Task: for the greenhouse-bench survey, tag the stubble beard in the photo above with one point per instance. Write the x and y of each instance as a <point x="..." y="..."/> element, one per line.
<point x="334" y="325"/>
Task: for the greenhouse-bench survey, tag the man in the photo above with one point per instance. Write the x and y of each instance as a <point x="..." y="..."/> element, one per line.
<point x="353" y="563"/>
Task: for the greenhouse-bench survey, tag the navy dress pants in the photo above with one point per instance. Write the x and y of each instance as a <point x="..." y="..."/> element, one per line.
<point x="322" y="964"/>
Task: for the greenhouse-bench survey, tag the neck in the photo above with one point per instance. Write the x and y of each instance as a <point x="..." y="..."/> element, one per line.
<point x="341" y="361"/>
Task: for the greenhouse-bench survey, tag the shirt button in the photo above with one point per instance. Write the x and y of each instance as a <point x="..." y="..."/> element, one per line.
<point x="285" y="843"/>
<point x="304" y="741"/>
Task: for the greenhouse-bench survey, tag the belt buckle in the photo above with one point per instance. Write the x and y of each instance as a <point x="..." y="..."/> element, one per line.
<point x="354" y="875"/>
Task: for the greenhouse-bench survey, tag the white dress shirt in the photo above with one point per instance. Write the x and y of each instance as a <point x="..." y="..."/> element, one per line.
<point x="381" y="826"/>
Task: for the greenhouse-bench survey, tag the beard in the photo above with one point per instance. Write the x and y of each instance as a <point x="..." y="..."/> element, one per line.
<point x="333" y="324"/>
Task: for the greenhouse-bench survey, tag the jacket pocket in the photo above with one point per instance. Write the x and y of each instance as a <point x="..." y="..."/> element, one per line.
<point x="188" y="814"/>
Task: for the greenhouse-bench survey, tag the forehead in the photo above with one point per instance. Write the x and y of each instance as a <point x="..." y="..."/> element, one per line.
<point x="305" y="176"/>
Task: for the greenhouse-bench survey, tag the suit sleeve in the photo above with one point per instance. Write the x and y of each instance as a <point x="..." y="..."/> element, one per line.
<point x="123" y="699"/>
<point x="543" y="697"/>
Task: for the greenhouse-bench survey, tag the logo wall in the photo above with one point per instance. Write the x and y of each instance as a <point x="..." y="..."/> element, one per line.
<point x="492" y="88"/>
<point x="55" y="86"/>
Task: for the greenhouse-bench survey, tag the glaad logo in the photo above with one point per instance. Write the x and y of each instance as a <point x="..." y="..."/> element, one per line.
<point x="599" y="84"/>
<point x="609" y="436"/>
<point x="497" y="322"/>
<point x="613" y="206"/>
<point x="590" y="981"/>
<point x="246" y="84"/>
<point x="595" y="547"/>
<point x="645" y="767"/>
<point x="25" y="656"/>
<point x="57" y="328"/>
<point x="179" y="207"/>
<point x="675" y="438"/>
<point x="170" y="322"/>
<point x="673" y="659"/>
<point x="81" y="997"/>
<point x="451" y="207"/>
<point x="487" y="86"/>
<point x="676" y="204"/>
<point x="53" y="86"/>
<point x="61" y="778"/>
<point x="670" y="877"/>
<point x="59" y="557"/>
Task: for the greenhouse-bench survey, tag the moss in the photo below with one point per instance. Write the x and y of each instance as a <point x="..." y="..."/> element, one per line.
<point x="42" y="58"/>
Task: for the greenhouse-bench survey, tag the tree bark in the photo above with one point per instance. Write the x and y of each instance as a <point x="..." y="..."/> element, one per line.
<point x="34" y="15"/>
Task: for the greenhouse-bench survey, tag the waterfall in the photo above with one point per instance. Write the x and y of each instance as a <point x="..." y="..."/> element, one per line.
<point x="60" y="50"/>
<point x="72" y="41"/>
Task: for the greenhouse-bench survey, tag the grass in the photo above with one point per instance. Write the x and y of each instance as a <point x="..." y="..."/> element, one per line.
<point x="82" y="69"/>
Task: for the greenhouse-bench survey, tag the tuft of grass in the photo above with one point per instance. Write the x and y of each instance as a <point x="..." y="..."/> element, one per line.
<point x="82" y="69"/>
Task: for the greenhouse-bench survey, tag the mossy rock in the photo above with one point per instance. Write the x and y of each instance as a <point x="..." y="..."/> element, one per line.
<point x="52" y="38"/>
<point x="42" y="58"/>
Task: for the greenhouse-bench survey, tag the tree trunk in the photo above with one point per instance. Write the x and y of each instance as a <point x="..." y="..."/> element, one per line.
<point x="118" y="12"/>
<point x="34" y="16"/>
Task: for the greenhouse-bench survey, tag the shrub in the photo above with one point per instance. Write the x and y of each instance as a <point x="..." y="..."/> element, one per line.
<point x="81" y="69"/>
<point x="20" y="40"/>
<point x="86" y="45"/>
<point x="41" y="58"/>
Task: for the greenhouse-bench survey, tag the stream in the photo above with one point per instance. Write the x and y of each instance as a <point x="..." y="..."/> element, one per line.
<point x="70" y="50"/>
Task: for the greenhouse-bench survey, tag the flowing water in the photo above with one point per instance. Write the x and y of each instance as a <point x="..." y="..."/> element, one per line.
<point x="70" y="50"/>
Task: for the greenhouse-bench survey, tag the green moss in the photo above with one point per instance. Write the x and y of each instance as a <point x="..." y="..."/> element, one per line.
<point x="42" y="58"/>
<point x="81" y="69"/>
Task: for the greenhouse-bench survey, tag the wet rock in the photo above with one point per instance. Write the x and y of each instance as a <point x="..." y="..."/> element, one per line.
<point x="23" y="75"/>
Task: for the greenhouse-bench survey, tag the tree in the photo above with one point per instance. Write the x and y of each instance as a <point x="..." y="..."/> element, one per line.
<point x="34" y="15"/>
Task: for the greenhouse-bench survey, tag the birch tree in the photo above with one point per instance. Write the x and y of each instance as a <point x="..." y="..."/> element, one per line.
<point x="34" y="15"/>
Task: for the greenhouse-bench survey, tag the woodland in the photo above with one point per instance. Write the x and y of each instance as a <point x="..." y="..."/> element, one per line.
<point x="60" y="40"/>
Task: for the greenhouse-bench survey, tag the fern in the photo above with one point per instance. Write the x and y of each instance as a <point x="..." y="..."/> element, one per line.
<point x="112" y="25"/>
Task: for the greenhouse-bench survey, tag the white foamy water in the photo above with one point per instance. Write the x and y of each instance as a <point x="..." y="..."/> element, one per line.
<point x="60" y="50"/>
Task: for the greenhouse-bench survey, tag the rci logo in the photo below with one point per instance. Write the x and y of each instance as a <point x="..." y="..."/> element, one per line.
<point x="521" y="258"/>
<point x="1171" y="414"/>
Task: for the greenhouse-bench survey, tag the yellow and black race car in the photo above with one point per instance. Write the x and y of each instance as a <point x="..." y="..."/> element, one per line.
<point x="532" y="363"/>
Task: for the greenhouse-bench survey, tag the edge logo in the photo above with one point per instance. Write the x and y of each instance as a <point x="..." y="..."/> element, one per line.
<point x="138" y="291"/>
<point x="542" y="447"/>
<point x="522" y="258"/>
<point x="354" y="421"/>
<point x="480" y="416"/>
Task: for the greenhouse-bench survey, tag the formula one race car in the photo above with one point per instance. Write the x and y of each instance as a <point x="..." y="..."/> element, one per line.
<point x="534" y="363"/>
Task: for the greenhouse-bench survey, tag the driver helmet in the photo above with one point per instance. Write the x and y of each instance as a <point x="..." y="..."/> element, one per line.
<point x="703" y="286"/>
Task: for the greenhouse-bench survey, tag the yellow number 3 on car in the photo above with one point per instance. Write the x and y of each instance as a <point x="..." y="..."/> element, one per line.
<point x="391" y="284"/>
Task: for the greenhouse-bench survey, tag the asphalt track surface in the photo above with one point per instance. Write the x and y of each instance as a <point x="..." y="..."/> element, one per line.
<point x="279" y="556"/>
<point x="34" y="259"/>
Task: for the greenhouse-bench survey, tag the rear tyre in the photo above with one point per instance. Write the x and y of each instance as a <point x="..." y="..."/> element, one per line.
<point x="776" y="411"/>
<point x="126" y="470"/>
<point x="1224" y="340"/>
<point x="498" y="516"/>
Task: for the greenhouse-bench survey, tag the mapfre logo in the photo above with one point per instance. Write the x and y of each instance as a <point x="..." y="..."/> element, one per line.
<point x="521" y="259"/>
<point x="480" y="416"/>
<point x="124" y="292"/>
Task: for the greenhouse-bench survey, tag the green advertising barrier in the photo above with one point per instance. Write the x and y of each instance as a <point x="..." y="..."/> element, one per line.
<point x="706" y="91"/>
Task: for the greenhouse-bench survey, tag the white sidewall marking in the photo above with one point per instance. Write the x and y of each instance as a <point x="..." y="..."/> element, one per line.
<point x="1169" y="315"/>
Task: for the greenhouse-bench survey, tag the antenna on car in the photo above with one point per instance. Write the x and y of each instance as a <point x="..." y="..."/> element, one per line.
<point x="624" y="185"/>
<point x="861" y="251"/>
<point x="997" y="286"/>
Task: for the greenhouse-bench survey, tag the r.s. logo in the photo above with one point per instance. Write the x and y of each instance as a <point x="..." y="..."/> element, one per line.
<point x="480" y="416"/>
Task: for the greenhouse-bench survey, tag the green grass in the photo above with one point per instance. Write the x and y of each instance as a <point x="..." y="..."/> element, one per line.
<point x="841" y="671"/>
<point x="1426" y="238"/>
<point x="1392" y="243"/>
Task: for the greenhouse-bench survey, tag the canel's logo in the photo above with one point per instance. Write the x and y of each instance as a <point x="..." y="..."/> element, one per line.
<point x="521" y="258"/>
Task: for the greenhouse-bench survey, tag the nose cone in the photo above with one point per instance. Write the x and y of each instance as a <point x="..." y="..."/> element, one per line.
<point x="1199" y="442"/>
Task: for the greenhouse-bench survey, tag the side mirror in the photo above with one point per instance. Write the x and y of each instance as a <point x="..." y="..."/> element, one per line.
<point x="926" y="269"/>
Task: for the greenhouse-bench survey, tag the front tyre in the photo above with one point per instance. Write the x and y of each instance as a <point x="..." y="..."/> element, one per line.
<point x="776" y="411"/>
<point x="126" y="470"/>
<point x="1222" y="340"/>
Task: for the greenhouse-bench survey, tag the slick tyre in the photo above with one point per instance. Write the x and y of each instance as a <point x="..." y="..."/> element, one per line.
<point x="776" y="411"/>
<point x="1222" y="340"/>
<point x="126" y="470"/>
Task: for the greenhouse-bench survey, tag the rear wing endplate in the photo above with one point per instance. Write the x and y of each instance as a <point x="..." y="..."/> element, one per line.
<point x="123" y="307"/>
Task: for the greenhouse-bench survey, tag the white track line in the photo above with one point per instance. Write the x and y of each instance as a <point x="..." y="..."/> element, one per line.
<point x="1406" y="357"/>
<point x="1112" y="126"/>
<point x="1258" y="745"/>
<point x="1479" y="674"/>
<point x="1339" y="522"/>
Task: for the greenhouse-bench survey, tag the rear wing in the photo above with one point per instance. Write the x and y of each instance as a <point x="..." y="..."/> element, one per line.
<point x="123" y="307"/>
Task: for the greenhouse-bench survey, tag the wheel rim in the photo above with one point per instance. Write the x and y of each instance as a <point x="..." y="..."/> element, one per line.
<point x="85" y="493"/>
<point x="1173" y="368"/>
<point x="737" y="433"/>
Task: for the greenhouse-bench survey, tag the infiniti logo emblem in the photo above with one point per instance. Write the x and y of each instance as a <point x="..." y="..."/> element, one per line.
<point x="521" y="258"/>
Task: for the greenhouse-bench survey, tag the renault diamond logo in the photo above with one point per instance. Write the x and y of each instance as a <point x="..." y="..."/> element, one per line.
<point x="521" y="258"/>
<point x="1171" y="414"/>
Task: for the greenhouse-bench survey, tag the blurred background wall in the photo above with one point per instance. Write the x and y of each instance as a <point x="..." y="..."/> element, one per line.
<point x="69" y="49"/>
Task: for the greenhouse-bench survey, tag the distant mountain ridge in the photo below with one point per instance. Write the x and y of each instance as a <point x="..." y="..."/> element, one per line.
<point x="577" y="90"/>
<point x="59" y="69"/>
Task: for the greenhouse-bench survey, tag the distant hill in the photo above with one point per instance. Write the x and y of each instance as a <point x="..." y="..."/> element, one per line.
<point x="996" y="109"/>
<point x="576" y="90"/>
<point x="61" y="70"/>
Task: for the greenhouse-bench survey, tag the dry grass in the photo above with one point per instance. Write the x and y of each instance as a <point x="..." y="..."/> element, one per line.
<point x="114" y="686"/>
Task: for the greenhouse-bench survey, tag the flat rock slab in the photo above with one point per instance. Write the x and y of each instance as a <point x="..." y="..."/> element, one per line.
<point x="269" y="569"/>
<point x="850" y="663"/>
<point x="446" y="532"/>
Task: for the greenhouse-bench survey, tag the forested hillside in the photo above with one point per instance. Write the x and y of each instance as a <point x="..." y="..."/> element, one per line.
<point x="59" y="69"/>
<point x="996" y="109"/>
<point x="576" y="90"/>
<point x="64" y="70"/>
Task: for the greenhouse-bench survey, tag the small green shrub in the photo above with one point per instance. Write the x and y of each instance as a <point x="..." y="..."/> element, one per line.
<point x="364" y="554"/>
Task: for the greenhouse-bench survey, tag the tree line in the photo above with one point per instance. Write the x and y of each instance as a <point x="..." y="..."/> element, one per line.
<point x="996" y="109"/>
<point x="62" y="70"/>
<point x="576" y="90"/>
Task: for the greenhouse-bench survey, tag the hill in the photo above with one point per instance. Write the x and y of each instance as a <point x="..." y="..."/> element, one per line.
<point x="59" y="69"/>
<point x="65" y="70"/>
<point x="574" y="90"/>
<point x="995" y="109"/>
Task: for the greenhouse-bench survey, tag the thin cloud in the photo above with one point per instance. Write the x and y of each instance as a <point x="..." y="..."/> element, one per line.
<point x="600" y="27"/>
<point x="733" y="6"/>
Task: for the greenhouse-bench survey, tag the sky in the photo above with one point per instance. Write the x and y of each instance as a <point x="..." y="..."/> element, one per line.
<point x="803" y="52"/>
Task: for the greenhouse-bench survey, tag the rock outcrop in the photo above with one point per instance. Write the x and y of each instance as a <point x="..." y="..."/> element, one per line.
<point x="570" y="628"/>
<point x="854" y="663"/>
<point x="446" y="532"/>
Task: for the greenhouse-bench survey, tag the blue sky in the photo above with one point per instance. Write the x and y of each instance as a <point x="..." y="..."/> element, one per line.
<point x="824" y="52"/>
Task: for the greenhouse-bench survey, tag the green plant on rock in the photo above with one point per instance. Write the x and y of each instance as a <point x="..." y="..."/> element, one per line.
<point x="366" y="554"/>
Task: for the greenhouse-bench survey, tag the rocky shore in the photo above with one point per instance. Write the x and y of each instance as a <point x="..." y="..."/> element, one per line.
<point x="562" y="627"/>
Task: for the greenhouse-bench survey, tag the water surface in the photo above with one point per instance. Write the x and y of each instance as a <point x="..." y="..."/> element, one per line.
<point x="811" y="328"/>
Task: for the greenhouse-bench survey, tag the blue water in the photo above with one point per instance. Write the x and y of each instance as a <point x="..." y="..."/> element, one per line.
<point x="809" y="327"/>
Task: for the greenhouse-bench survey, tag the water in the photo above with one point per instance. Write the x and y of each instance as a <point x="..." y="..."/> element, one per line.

Direction
Repeat, with no changes, each line from the one with "Task: for the greenhouse-bench survey, tag the sky" to the end of the listing, including both ends and nothing else.

Result below
Task: for the greenhouse-bench survey, tag the sky in the photo above with one point per instance. Write the x and y of each instance as a <point x="..." y="..."/> element, one per line.
<point x="803" y="52"/>
Task: for the greenhouse-bench survey, tag the rock outcrop in the photo above with one point per instance. Write the x and y of each instance as a <point x="..." y="..."/> element, one per line.
<point x="570" y="628"/>
<point x="854" y="663"/>
<point x="446" y="532"/>
Task: for the greenhouse-bench survey, tag the blue sky in the photo above with one point per instance. Write the x and y of each instance as a <point x="..." y="..."/> element, one per line.
<point x="824" y="52"/>
Task: for the greenhouse-bench survey, tag the green plant on rock in the photo above with one point per instance. Write the x and y of each instance as a <point x="..." y="..."/> element, one per line.
<point x="366" y="554"/>
Task: for the greenhouse-bench survey, tag the rocky shore in the photo above with one point per instance. Write the x and y of each instance as a <point x="..." y="..."/> element, one per line.
<point x="562" y="627"/>
Task: for the greenhouse-bench survey, tag the water surface in the photo above with one point per instance. Write the x and y of each instance as a <point x="..." y="..."/> element, one per line.
<point x="811" y="328"/>
Task: for the greenhouse-bench survey, tag the blue water in the photo above with one point per instance. Write the x and y of each instance as a <point x="..." y="..."/> element, one per line.
<point x="809" y="327"/>
Task: for the greenhouse-bench survey, tag the water in the photo above with one point per instance. Write the x and y of each instance as a <point x="..." y="..."/> element, one per line.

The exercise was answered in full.